-------- GIVEN ENTRIES
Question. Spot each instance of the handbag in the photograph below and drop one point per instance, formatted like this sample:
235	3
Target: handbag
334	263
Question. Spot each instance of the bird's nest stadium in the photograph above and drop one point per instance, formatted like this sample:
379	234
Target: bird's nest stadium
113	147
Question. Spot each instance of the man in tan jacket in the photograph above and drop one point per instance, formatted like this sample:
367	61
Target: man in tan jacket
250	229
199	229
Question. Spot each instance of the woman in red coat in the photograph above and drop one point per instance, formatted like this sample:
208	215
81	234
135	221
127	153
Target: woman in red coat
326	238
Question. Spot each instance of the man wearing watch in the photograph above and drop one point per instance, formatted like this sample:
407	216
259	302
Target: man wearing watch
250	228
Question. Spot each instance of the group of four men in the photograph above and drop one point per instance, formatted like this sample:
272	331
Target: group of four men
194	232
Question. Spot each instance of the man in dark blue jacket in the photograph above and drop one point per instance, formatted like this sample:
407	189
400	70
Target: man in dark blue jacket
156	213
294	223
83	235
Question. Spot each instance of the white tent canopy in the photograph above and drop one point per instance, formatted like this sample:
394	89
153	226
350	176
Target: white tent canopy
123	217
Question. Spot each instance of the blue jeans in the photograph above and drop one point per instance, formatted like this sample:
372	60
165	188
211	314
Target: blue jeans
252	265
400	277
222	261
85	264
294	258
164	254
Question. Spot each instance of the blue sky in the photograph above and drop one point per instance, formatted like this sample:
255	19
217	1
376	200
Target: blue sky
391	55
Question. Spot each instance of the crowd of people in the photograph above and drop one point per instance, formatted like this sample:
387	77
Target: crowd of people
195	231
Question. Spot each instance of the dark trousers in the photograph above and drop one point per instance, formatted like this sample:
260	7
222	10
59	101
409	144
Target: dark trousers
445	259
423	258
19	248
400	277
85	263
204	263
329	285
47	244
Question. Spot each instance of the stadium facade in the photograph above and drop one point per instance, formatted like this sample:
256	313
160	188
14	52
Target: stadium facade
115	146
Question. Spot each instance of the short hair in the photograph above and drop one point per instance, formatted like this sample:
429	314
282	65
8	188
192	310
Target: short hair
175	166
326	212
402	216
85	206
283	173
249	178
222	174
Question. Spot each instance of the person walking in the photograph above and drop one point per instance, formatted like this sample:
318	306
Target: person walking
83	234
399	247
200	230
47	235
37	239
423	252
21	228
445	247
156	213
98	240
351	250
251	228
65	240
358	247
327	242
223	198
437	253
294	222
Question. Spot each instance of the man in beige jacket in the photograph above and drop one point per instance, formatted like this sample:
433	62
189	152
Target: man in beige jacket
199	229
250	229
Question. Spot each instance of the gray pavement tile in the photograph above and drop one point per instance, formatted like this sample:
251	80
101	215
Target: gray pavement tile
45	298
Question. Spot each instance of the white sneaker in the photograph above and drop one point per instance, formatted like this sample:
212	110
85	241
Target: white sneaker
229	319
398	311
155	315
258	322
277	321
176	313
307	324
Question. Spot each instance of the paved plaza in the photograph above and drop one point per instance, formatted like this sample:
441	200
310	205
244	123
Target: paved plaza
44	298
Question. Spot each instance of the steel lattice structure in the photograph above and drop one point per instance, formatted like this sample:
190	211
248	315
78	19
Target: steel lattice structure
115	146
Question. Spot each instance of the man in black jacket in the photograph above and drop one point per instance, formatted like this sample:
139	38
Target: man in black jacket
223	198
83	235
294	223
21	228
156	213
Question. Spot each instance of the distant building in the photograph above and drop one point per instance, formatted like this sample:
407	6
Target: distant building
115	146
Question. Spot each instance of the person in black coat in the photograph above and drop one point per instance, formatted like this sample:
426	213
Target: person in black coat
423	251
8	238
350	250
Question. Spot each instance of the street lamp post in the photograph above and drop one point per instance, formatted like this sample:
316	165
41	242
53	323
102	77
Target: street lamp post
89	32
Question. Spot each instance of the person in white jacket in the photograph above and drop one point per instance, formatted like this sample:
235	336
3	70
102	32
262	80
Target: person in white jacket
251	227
----------------
Output each line of the material exactly as it was written above.

Question. Spot each instance of the handbag in the photograph below and drop one point per instance, formatted like this sample:
235	3
Target: handbag
334	263
Question. Spot each instance of the bird's nest stadium in the photograph above and drop one point per instance, formatted like this sample:
379	234
Target: bird's nest stadium
113	147
Question. Spot each instance of the man in tan jacket in the photograph above and drop one point per instance, formatted like this sample:
367	61
Target: man in tan jacket
250	229
199	229
Question. Spot each instance of the woman in red coat in the photograph above and drop one point per instance, formatted like this sample:
208	215
81	234
135	221
127	153
Target: woman in red coat
326	238
Question. Spot each instance of the man wearing watch in the photograph above and drop one point per instance, formatted like this sample:
407	216
259	302
Target: man wearing watch
250	228
Question. Spot each instance of the group of four men in the photograph above and drop one point per instance, formatted like this sample:
272	331
Target: group of four men
194	232
Question. Spot each instance of the man in dark blue jacket in the photograph above and drop one point per instance, formatted like this sample:
407	189
400	70
Target: man in dark blue jacket
156	213
294	223
83	235
Question. Spot each instance of the white tent canopy in the photograph above and drop one point per instance, formatted like this sample:
394	89
153	226
350	176
Target: white tent canopy
123	217
Question. Spot each instance of the blue jeans in the photograph above and drop one point per instance, formatted like this sample:
372	60
165	188
211	314
Target: blue jeans
252	265
400	277
222	261
85	264
294	258
164	254
Question. Spot each instance of the blue sky in the photograph above and drop one point per instance, formatted like this sample:
255	19
217	1
376	200
Target: blue sky
391	55
Question. Spot each instance of the crowd of people in the photograph above and drop one point per instance, formatted like this sample:
387	77
Target: crowd of people
195	231
Question. Spot each instance of the dark trousers in the photograph above and drop one point per instance, formatted like this sample:
260	7
222	10
59	101
409	144
Target: dark trousers
445	259
423	258
19	248
400	277
85	263
204	263
329	285
47	244
Question. Spot each instance of the stadium facade in the photograph above and drop one point per instance, formatted like this sample:
256	313
160	188
14	52
Target: stadium facade
115	146
Question. Spot each instance of the short hair in the photograph above and drop one point per instance, formatted like this sample:
429	314
282	65
8	188
192	310
Target: short hair
175	166
326	212
402	216
85	206
283	173
249	178
222	174
Question. Spot each instance of the person walking in the photograph above and drop one point per instance, formatted like this sample:
318	306
Target: person walking
83	234
399	247
200	230
47	235
37	239
423	252
21	228
445	247
156	213
98	240
351	250
251	228
65	240
358	247
327	242
223	198
437	253
294	222
Question. Spot each instance of the man in beige jacket in the photograph above and drop one point per instance, formatted like this sample:
433	62
189	152
Target: man in beige jacket
199	229
250	229
Question. Spot each instance of the gray pavement tile in the photograph above and drop one point per instance, formatted like this sample:
251	80
101	215
Target: gray pavement tile
45	298
Question. Spot each instance of the white sneaker in the photograph above and drop one point per instance, formatted like this sample:
212	110
85	241
Target: white sneaker
229	319
398	311
155	315
258	322
277	321
176	313
307	324
Question. Spot each instance of the paved plaza in the photograph above and drop one point per instance, formatted like this sample:
441	200
310	205
244	123
Target: paved plaza
44	298
Question. Spot each instance of the steel lattice structure in the photograph above and drop one point per instance, formatted like this sample:
190	211
248	315
78	19
Target: steel lattice structure
115	146
Question. Spot each instance of the man in black jacket in the photograph above and drop one point per instance, formatted like this sample:
139	38
Target: man in black jacket
223	198
83	235
294	223
21	228
156	213
Question. Spot each instance of the distant building in the photograph above and drop one point per instance, formatted like this sample:
407	6
Target: distant building
115	146
Question. Spot each instance of the person in black coat in the photograph above and drop one point per instance, formatted like this sample:
426	213
Target: person in black coat
423	251
8	238
350	250
Question. Spot each instance of the street lamp post in the photograph above and drop one point per instance, formatted like this sample:
316	165
41	242
53	323
102	77
Target: street lamp post
89	32
Question. Spot each instance of the person in white jacket in the photograph above and drop one point per instance, formatted like this sample:
235	336
3	70
102	32
262	80
Target: person in white jacket
251	227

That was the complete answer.